Pull every line of the records below into your answer without changing it, and leave out the pictures.

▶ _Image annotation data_
[START]

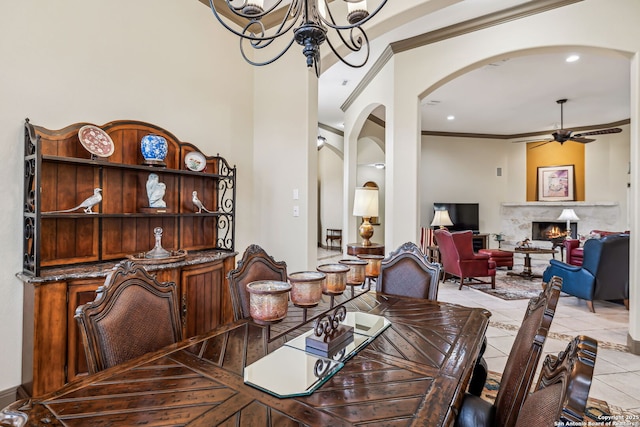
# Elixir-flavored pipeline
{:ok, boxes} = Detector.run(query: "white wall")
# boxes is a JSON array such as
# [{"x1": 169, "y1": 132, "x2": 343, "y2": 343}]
[
  {"x1": 318, "y1": 143, "x2": 348, "y2": 247},
  {"x1": 420, "y1": 136, "x2": 513, "y2": 237},
  {"x1": 0, "y1": 0, "x2": 253, "y2": 390},
  {"x1": 251, "y1": 50, "x2": 318, "y2": 272}
]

[END]

▶ _Reply_
# Elixir-flavored pipeline
{:ok, boxes} = Detector.run(query: "white wall")
# boxes is a JSON array such as
# [{"x1": 169, "y1": 132, "x2": 343, "y2": 343}]
[
  {"x1": 318, "y1": 143, "x2": 348, "y2": 247},
  {"x1": 420, "y1": 136, "x2": 513, "y2": 237},
  {"x1": 0, "y1": 0, "x2": 253, "y2": 390},
  {"x1": 251, "y1": 50, "x2": 318, "y2": 272}
]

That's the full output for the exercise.